When church stand begat church stand
During the many years Knee’s mother ran the fair stand, Knee would run the fairgrounds. She distinctly remembers the area known as Church Row, the straightaway where a collection of churches once hosted dining halls.
“You used to walk down there, and the people in the church stands would holler at you, ‘Come eat with us! Support church such-and-such!'” Knee remembered.
Churches have been a part of the fair since its beginnings, said fair CEO Slater.
“Back in the day, there really weren’t organized concessionaires,” he said. “Instead when there was a big event like the fair, you called upon organizations like local churches to provide those services.”
But in recent years, there have been just a handful of church stands at the fair. At least four churches — Chesterfield Christian Church, Tri-Met Methodist, the Basilica of St. John and West Des Moines Methodist — had booths within the past two decades, according to fair records.
The Chesterfield Church’s stand opened in 1912 to help raise money to rebuild its building, which was gutted by fire, according to the Register archives. It was the fair's longest-running concession stand until it closed in 2002.
"Serving homemade food to 11,000 people for 14 straight days requires more work than the church's remaining volunteers could handle," a 2003 news story explained, citing $30,000 in needed repairs that the tiny congregation could not afford. "Last year, the church — where membership has slipped from more than 100 people to about 15 — had to hire help."
The Basilica of St. John's "Brother Bubba's Basilica Bar-B-Q," which was named for the holy brothers who worked there, ran into similar staffing issues in the 1990s.
When the parish priory closed, the basilica relied on its congregation — predominantly older workers — and there just weren’t enough volunteers, conceded Dwayne Weuve, the business manager who oversaw the stand.
Also, pricing got more competitive, and the basilica's corner of the fair became crowded with other options. In Bubba's best year, the church stand cleared $13,000 net profit, Weuve said. It was the parish's largest annual fundraiser, and the church hasn't been able to replace it.
The profit is hard for WDM Methodist to think of giving up, too, Sample said. The money the church makes, which adds up to tens of thousands a year, is used for mission work. Whether through local improvements, community engagement or sending youth groups and adult missionaries around the world, every cent made at the fair goes back to the church’s calling, said Ken Ferguson, the other co-chair.

DATA UNDER STUDY:
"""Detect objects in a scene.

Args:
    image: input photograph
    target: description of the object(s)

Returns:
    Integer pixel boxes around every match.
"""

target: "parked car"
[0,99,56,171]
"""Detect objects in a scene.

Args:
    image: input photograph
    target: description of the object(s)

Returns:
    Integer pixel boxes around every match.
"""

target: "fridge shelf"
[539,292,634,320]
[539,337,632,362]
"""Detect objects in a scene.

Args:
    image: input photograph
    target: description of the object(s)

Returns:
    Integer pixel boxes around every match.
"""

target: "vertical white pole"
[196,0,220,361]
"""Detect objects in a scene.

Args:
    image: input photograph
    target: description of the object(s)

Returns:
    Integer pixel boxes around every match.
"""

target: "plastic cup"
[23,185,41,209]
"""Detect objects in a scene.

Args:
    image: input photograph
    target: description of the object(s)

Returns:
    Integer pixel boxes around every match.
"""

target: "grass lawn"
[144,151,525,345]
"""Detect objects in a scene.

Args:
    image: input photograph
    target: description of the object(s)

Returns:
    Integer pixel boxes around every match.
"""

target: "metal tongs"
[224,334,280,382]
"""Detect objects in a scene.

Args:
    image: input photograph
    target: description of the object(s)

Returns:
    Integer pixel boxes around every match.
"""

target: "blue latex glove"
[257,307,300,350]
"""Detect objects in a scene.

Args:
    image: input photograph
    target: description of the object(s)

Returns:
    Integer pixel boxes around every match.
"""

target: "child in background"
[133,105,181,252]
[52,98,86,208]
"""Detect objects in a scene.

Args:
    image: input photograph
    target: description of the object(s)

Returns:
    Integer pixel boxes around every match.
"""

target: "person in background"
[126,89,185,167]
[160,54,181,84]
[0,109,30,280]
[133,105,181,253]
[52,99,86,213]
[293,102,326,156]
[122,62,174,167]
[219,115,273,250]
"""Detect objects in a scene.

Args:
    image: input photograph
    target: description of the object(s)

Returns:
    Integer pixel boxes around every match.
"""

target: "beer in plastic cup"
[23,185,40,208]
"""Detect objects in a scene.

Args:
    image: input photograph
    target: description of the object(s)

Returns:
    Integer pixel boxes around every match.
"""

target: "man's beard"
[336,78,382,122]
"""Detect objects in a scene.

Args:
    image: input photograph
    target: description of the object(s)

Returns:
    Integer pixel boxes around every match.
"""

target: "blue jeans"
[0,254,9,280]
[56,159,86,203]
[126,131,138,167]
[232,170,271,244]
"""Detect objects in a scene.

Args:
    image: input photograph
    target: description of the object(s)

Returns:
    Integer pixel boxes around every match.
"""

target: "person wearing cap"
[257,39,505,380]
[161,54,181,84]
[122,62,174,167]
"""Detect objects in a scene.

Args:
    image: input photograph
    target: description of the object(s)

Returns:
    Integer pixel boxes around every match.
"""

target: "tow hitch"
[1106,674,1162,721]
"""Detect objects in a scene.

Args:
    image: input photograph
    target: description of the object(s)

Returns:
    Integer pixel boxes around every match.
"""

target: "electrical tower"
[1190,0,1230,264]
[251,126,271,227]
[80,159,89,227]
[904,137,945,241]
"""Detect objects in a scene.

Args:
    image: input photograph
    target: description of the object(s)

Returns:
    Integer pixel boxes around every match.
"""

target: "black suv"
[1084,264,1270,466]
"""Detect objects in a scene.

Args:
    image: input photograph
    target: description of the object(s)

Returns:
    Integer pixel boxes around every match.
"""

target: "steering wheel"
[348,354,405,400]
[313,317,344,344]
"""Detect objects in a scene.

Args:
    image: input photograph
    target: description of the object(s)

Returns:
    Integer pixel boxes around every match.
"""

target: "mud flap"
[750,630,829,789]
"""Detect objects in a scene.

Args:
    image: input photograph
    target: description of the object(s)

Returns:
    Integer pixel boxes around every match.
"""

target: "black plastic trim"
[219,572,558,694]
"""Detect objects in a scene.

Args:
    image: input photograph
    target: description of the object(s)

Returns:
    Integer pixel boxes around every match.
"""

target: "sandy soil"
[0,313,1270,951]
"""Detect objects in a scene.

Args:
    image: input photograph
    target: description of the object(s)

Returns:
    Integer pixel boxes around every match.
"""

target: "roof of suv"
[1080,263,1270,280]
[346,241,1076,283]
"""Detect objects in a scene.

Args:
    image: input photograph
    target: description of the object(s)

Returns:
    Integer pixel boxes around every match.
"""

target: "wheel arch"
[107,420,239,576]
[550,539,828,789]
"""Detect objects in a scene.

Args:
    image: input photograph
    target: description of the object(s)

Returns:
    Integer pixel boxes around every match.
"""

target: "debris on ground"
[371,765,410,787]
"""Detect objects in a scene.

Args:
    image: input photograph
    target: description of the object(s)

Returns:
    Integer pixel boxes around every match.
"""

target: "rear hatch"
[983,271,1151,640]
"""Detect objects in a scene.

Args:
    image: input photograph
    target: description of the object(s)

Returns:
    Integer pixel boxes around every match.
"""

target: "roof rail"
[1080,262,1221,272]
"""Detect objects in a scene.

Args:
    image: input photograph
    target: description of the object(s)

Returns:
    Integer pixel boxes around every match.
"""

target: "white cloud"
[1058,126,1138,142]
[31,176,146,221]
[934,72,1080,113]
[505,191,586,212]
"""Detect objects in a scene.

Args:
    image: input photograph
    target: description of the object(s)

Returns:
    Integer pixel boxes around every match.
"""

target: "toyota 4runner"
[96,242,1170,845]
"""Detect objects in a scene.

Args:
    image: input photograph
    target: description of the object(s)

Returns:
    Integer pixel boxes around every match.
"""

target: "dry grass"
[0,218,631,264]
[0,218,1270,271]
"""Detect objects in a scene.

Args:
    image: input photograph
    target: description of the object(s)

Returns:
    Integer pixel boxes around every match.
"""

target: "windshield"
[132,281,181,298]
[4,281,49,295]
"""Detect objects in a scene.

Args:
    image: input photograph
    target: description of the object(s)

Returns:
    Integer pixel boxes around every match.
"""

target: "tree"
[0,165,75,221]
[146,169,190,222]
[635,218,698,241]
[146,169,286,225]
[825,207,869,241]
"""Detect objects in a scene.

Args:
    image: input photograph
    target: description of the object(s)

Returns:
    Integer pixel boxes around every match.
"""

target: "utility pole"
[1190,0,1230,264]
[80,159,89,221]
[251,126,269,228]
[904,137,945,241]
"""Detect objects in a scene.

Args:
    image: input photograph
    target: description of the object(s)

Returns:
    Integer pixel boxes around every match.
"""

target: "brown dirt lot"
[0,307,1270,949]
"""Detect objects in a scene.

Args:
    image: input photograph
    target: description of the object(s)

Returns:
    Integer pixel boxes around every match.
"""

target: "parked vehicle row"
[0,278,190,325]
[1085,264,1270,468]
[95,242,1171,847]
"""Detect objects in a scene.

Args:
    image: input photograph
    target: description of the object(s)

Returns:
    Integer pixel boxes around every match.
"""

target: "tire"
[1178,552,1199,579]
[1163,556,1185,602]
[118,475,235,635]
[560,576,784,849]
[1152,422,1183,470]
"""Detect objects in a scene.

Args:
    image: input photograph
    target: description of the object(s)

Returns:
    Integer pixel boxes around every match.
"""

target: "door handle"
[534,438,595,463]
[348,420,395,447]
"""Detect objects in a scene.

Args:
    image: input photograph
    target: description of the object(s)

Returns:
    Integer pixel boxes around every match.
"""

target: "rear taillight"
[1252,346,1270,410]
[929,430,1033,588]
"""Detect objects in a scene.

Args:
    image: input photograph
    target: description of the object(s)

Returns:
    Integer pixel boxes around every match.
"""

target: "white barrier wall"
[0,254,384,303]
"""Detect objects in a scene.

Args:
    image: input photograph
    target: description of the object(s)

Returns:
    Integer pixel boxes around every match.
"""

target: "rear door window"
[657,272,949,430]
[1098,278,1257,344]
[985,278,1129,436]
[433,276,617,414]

WORK TO COMPLETE: In the text about church stands at the fair, why did the Chesterfield Church's stand open in 1912?

RESPONSE BOX: It opened to raise money to rebuild the church's building, which had been gutted by fire.